┌─ Entries supplied

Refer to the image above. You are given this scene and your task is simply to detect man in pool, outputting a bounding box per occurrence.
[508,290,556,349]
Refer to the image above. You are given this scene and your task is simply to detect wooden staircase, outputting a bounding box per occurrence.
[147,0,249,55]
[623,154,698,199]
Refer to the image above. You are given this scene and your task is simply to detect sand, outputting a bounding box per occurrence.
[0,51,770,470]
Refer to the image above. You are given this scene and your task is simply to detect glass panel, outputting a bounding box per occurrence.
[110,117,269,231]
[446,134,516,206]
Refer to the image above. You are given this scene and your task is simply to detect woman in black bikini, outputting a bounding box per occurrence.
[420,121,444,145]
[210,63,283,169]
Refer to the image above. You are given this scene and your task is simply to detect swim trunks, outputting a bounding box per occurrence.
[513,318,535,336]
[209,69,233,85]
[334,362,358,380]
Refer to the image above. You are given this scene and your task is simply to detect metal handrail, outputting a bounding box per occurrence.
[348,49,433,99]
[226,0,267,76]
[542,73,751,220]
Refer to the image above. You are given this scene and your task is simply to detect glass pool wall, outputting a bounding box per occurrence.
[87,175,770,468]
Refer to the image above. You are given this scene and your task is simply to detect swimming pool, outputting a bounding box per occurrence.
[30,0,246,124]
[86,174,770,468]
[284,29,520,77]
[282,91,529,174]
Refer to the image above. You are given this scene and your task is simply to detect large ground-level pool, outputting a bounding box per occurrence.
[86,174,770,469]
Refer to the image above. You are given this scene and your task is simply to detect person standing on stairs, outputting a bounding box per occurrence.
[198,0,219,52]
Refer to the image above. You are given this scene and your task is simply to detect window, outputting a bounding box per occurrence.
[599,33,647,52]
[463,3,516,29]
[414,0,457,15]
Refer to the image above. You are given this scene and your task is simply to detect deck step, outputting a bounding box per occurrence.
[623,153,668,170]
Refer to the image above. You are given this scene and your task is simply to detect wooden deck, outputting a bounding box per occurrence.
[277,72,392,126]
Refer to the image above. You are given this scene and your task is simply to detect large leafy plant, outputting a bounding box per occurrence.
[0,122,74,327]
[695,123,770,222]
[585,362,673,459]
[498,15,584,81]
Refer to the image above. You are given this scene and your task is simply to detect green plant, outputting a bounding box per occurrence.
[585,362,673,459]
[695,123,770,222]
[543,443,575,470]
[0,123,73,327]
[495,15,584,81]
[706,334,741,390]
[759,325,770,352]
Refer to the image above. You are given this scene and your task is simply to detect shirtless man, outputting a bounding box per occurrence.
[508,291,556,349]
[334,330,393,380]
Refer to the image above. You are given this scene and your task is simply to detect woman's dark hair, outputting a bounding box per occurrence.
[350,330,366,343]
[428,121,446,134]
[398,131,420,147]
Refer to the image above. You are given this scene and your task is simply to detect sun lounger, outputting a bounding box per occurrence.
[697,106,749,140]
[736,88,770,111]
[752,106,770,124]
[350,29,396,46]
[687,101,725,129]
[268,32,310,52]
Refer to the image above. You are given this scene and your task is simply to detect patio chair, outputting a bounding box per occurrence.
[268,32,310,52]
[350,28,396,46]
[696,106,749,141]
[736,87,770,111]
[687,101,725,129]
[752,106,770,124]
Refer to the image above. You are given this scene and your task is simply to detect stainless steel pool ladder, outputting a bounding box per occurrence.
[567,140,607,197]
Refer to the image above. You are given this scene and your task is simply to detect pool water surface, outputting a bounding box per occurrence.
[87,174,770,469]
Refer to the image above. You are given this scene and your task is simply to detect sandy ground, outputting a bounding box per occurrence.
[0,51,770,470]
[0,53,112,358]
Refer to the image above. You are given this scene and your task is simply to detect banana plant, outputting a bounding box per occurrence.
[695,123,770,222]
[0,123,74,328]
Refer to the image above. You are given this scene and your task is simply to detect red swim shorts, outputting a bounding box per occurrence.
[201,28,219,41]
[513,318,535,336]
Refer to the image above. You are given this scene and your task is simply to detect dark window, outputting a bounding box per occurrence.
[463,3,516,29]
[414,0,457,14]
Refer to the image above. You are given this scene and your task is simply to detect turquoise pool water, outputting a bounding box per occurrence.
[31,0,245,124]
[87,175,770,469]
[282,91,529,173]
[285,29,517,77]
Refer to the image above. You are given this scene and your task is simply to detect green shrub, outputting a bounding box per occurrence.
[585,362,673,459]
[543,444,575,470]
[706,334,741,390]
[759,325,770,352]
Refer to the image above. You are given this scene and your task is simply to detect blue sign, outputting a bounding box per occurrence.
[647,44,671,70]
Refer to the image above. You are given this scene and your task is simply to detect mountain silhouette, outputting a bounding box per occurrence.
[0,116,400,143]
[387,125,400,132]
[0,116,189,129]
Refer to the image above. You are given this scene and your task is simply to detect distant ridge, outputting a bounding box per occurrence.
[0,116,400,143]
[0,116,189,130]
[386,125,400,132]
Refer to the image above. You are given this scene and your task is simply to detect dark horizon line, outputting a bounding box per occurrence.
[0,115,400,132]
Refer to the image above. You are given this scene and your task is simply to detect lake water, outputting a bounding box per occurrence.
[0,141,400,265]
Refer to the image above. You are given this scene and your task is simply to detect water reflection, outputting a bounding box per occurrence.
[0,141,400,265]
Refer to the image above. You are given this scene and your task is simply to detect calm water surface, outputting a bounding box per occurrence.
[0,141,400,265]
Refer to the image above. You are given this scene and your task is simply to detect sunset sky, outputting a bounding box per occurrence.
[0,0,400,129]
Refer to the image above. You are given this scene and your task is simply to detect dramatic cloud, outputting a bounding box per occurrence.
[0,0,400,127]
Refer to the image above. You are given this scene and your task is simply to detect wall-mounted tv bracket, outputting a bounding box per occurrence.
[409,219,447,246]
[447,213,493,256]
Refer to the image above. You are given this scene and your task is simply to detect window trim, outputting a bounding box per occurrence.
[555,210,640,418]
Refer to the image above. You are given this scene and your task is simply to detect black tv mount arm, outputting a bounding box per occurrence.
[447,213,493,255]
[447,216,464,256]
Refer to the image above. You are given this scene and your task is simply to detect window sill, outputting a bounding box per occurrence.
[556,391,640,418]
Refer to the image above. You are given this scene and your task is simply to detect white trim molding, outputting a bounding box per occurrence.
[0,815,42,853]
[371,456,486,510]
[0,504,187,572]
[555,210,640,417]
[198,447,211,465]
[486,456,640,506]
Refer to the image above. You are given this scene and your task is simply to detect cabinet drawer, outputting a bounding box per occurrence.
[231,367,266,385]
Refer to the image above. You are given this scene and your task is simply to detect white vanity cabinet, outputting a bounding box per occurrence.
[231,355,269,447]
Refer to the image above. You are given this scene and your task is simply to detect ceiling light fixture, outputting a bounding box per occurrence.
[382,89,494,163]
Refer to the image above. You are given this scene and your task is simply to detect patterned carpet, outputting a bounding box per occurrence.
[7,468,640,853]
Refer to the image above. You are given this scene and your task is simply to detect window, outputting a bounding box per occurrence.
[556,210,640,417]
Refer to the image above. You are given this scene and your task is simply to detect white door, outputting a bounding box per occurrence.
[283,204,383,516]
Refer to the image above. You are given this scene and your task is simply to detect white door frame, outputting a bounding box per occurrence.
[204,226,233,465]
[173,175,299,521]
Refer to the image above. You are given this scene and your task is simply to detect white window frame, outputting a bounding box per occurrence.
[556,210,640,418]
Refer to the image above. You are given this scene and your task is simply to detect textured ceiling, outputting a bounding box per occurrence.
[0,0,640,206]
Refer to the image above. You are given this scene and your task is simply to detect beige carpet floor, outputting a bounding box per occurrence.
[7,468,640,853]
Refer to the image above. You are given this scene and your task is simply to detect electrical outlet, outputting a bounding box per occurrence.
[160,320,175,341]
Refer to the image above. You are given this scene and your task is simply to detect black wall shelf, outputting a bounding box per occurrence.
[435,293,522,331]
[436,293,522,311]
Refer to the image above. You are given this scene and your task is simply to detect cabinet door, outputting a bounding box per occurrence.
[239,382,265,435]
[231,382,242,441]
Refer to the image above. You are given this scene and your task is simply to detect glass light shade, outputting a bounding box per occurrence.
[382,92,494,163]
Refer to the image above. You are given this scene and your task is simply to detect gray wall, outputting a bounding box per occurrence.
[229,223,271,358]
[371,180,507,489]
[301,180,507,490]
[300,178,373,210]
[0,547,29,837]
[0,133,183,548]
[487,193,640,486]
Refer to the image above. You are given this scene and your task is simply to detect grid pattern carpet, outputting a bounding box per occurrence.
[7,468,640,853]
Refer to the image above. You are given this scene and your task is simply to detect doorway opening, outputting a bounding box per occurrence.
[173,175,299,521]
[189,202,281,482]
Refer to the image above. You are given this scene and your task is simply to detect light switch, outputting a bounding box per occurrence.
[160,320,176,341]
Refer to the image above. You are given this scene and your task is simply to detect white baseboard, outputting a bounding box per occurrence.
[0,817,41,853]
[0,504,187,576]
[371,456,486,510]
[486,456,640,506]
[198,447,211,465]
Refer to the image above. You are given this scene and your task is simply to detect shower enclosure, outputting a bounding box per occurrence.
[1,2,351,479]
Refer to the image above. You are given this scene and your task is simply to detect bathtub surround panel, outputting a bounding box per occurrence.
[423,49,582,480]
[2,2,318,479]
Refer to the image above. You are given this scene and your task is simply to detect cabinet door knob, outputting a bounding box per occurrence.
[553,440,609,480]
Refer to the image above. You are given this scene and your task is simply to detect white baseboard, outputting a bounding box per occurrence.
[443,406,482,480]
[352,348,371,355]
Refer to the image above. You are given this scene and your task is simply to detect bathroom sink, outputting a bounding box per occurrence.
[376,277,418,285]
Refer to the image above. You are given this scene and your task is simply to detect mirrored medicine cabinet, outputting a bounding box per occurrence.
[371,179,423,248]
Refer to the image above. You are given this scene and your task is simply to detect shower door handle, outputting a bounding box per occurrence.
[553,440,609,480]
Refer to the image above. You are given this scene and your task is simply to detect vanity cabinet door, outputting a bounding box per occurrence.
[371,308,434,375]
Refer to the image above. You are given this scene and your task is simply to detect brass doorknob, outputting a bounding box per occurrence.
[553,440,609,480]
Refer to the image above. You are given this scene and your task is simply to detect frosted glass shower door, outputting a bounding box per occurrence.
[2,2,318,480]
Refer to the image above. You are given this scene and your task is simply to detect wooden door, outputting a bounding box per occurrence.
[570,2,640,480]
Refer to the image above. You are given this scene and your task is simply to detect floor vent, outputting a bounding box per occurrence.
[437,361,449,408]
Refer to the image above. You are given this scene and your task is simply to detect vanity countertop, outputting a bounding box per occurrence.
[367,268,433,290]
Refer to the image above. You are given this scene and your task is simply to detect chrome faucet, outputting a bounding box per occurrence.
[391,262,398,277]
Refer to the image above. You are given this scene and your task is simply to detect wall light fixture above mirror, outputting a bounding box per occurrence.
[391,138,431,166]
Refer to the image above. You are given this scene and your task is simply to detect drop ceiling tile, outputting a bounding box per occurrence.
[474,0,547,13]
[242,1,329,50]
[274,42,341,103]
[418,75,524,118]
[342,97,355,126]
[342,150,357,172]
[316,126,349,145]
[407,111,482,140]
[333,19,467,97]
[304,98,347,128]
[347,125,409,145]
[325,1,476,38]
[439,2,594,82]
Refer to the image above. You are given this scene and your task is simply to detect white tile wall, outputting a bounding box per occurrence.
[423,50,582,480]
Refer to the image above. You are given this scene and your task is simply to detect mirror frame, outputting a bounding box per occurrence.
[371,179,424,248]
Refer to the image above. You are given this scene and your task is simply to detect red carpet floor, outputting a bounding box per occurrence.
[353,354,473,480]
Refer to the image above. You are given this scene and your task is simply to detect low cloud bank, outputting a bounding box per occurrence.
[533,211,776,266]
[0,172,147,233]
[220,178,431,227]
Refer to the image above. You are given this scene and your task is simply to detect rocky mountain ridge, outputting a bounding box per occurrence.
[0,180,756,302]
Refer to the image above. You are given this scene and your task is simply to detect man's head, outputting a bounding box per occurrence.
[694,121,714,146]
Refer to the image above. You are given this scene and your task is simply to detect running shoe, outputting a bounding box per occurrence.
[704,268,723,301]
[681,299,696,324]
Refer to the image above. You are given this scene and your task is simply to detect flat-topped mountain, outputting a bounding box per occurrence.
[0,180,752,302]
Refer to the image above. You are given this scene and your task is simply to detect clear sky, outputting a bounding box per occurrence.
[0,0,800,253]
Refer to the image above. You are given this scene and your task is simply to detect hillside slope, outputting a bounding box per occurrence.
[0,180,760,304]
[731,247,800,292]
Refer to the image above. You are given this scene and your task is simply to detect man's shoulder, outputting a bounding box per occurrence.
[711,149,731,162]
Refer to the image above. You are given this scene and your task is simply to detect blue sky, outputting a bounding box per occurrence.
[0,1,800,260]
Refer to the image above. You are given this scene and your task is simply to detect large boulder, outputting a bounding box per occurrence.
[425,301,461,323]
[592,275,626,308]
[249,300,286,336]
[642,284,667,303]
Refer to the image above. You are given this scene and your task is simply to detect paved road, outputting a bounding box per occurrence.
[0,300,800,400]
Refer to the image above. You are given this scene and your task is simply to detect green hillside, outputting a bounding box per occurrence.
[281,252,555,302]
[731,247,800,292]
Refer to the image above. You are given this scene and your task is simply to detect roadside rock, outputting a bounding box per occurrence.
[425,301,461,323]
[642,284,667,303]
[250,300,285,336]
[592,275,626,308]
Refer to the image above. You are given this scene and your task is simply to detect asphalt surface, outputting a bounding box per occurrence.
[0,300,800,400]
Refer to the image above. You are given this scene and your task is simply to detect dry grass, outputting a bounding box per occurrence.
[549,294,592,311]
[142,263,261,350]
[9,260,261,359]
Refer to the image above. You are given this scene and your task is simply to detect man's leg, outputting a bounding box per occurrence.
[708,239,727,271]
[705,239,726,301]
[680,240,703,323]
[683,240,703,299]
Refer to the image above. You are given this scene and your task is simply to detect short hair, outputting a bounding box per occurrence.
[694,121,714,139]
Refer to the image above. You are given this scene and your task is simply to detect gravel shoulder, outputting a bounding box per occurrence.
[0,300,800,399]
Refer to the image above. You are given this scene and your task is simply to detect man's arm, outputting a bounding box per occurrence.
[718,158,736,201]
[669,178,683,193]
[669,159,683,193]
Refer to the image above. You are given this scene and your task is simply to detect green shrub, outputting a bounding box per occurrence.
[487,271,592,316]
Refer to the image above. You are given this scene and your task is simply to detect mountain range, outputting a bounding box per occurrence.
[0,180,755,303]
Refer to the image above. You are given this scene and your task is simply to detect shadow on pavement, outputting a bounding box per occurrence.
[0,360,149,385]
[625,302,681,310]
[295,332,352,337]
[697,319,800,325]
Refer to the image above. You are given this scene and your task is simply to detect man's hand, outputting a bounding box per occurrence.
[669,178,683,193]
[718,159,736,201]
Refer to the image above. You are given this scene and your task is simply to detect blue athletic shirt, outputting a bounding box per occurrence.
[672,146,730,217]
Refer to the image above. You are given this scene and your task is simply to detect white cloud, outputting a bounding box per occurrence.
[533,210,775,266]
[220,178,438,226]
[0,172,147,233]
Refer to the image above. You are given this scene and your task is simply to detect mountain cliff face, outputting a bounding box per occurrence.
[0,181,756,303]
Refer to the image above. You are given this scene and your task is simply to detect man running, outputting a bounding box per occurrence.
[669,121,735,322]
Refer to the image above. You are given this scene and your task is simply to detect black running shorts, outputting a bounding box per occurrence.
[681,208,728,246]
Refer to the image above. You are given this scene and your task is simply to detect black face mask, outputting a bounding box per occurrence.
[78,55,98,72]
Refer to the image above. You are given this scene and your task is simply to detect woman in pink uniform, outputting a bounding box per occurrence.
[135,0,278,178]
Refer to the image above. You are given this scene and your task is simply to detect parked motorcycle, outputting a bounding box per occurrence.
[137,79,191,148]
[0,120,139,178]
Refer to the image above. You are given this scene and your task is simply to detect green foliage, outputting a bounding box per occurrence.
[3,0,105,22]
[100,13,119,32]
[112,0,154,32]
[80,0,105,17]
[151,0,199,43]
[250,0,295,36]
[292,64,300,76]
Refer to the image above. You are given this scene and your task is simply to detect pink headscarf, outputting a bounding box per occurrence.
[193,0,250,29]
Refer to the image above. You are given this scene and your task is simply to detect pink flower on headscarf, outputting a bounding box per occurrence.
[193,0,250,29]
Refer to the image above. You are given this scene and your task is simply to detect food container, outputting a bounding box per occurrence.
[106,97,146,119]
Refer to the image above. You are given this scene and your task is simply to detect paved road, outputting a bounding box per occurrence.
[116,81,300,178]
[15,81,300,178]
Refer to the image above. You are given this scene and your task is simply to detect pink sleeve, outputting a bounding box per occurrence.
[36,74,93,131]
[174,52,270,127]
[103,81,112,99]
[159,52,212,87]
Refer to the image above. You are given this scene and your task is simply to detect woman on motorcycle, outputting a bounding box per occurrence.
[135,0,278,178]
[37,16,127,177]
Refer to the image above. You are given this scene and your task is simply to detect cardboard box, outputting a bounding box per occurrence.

└─

What to work on: Convert the lines of the listing above into a numbered list, leaving out any blank lines. Start at the line that contains "mirror frame, outputting a bounding box per occurrence." and stop after the line that contains "[220,178,431,227]".

Solved exercise:
1. Refer to the image above. You are given this scene and your task is simply to detect mirror frame, outputting a bounding box per occurrence.
2. [371,179,424,248]
3. Refer to the image above. You are given this scene and your task is simply to detect red carpet floor, outputting a bounding box per occurrence.
4. [353,354,473,480]
5. Refer to the image above. You are given this scene and your task is simply to detect low cloud bank, outputting a bounding box per occurrence.
6. [533,211,776,266]
7. [0,172,147,233]
8. [220,178,431,227]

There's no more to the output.